Rewrite all of the records below, requests included, scaling every bounding-box coordinate in the answers by 0.25 and rounding to whole numbers, with halves going up. Leave the pictures out and keep the numbers in the requests and their format samples unchanged.
#### Records provided
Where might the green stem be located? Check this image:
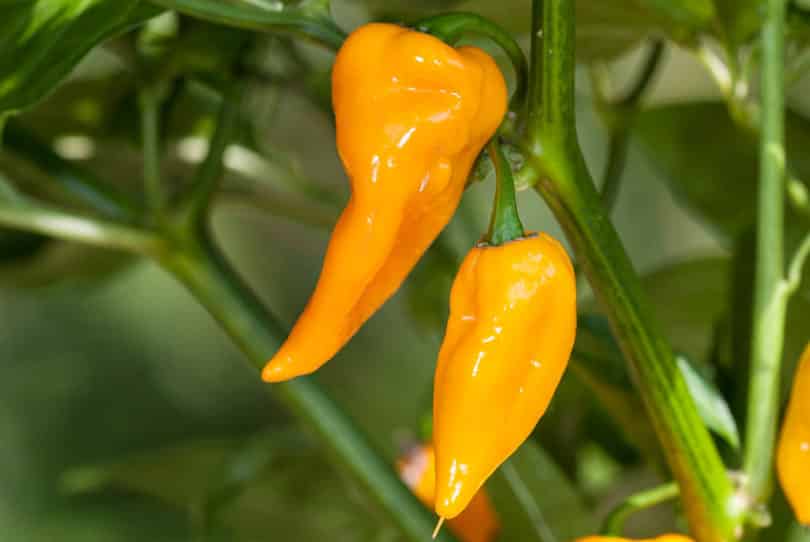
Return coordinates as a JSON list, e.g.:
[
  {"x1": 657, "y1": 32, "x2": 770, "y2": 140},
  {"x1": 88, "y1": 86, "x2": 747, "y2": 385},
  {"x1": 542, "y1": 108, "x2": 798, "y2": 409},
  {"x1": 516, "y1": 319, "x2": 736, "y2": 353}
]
[
  {"x1": 151, "y1": 0, "x2": 346, "y2": 51},
  {"x1": 139, "y1": 87, "x2": 166, "y2": 218},
  {"x1": 743, "y1": 0, "x2": 787, "y2": 503},
  {"x1": 527, "y1": 0, "x2": 740, "y2": 542},
  {"x1": 179, "y1": 84, "x2": 242, "y2": 223},
  {"x1": 602, "y1": 483, "x2": 680, "y2": 536},
  {"x1": 0, "y1": 198, "x2": 166, "y2": 256},
  {"x1": 3, "y1": 120, "x2": 139, "y2": 222},
  {"x1": 414, "y1": 13, "x2": 529, "y2": 110},
  {"x1": 159, "y1": 236, "x2": 455, "y2": 542},
  {"x1": 484, "y1": 137, "x2": 525, "y2": 246}
]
########
### Right answer
Where might the green stem be located? Check this image:
Return coordinates as a JSON list, e.g.:
[
  {"x1": 657, "y1": 32, "x2": 770, "y2": 140},
  {"x1": 88, "y1": 86, "x2": 747, "y2": 385},
  {"x1": 542, "y1": 108, "x2": 798, "y2": 409},
  {"x1": 516, "y1": 319, "x2": 736, "y2": 353}
]
[
  {"x1": 38, "y1": 0, "x2": 87, "y2": 13},
  {"x1": 35, "y1": 22, "x2": 42, "y2": 55},
  {"x1": 186, "y1": 0, "x2": 197, "y2": 126},
  {"x1": 132, "y1": 0, "x2": 185, "y2": 136},
  {"x1": 45, "y1": 21, "x2": 61, "y2": 56},
  {"x1": 151, "y1": 121, "x2": 170, "y2": 134},
  {"x1": 0, "y1": 50, "x2": 42, "y2": 64},
  {"x1": 1, "y1": 30, "x2": 35, "y2": 56},
  {"x1": 104, "y1": 3, "x2": 132, "y2": 28},
  {"x1": 40, "y1": 59, "x2": 114, "y2": 136},
  {"x1": 121, "y1": 34, "x2": 131, "y2": 62}
]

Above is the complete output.